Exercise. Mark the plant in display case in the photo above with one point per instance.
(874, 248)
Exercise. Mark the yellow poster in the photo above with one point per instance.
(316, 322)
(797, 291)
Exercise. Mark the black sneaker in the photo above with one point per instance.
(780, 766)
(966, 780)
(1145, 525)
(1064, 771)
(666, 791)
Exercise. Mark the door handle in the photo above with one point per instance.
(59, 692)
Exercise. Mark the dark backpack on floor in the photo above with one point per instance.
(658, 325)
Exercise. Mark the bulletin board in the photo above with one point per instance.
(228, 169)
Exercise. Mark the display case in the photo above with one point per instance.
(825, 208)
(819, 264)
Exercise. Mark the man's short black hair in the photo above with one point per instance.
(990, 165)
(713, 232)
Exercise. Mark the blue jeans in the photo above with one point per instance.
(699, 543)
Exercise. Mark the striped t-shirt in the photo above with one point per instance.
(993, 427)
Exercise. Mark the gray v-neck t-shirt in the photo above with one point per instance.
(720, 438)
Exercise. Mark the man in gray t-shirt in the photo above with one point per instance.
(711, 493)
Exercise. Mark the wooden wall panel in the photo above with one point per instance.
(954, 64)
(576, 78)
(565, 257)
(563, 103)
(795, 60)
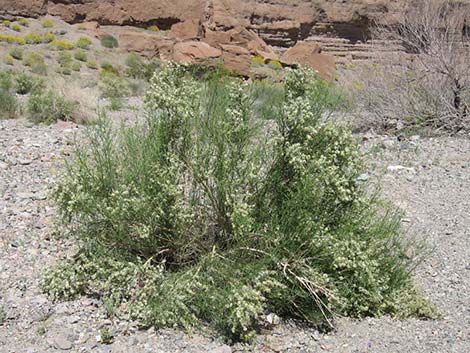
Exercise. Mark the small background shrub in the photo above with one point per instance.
(17, 53)
(48, 23)
(83, 43)
(49, 107)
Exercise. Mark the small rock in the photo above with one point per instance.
(62, 342)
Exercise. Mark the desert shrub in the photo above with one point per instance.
(26, 83)
(49, 107)
(17, 53)
(83, 43)
(426, 89)
(135, 66)
(36, 62)
(62, 44)
(109, 41)
(23, 22)
(12, 39)
(108, 68)
(81, 55)
(9, 105)
(92, 64)
(33, 38)
(229, 201)
(47, 23)
(48, 37)
(8, 59)
(64, 58)
(76, 66)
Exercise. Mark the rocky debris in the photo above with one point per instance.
(342, 28)
(194, 51)
(309, 54)
(437, 209)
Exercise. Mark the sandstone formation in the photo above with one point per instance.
(236, 30)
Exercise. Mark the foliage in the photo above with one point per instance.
(48, 37)
(62, 44)
(83, 43)
(230, 201)
(17, 53)
(81, 55)
(49, 107)
(9, 106)
(76, 66)
(8, 59)
(12, 39)
(36, 62)
(92, 64)
(47, 23)
(23, 22)
(33, 38)
(64, 58)
(109, 41)
(26, 83)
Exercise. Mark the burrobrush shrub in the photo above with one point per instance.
(229, 201)
(9, 105)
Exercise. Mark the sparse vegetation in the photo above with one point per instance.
(81, 55)
(8, 59)
(62, 44)
(47, 23)
(17, 53)
(9, 106)
(23, 22)
(16, 27)
(49, 107)
(83, 43)
(231, 200)
(36, 62)
(109, 41)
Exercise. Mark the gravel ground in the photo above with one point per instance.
(428, 178)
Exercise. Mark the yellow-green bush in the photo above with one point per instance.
(83, 42)
(48, 37)
(17, 53)
(8, 59)
(48, 23)
(62, 44)
(36, 62)
(16, 27)
(33, 38)
(81, 55)
(92, 64)
(23, 22)
(12, 39)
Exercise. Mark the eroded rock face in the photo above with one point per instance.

• Required work:
Return each line of the data, keeping its wording exact and omitting pictures.

• The completed task:
Exercise. Mark the plant in display case in the photo above with one point per instance.
(874, 248)
Exercise. Mark the yellow poster in the photo above with one point per instance.
(316, 322)
(797, 291)
Exercise. Mark the black sneaker in the photo above with one point per instance.
(780, 766)
(966, 780)
(1145, 525)
(1064, 771)
(666, 791)
Exercise. Mark the door handle in the photo above with one point per instance.
(59, 692)
Exercise. Mark the dark backpack on floor in the photo above with one point per instance.
(658, 325)
Exercise. Mark the bulletin board in the photo above with one point per instance.
(228, 169)
Exercise. Mark the display case in the photo above with one point per instance.
(825, 208)
(819, 264)
Exercise. Mark the man's short black hair in the photo above with one point per instance.
(990, 165)
(713, 232)
Exercise. Mark the blue jeans in the photo above with one point per instance.
(699, 543)
Exercise. Mark the striped t-shirt in the photo above with one point per instance.
(993, 427)
Exercise. Mark the gray v-neck t-shirt in the photo above with one point per instance.
(720, 438)
Exercise. Mark the man in gray t-shirt in the photo above with one point per instance.
(711, 493)
Exercise. Mark the wooden wall panel in the photo above with one point per instance.
(954, 64)
(576, 78)
(565, 257)
(563, 103)
(795, 60)
Exercise. Mark the small background shrub in the photo above with one point per instance.
(17, 53)
(48, 23)
(83, 43)
(49, 107)
Exercise. Mark the small rock in the photo above with one point per instance.
(62, 342)
Exercise. Mark the desert shrub in the photo above with one point per instance.
(26, 83)
(49, 107)
(17, 53)
(83, 43)
(426, 89)
(135, 66)
(36, 62)
(62, 44)
(109, 41)
(23, 22)
(12, 39)
(108, 68)
(81, 55)
(9, 105)
(92, 64)
(33, 38)
(229, 201)
(47, 23)
(48, 37)
(8, 59)
(64, 58)
(76, 66)
Exercise. Mark the rocky debris in the photo above with one point per instance.
(342, 28)
(194, 51)
(309, 54)
(437, 209)
Exercise. Mark the sandstone formation in the photo above with one point per instance.
(236, 30)
Exercise. Mark the foliage in the photo above with one point per instance.
(48, 37)
(62, 44)
(83, 43)
(230, 201)
(17, 53)
(81, 55)
(49, 107)
(9, 106)
(76, 66)
(8, 59)
(12, 39)
(36, 62)
(92, 64)
(47, 23)
(23, 22)
(33, 38)
(64, 58)
(109, 41)
(26, 83)
Exercise. Mark the burrobrush shrub in the photo above with one point per instance.
(229, 201)
(9, 105)
Exercise. Mark the sparse vegetation in the photo above with one point per instance.
(81, 55)
(8, 59)
(62, 44)
(47, 23)
(17, 53)
(9, 106)
(23, 22)
(16, 27)
(49, 107)
(83, 43)
(231, 200)
(36, 62)
(109, 41)
Exercise. Mark the gravel ground in the photo above with one point per instance.
(428, 178)
Exercise. Mark the yellow-green bush in the photo above with one point per instance.
(83, 42)
(48, 37)
(17, 53)
(8, 59)
(48, 23)
(62, 44)
(36, 62)
(16, 27)
(33, 38)
(81, 55)
(92, 64)
(23, 22)
(12, 39)
Exercise. Mark the eroded rock face in the photo above with one point per instance.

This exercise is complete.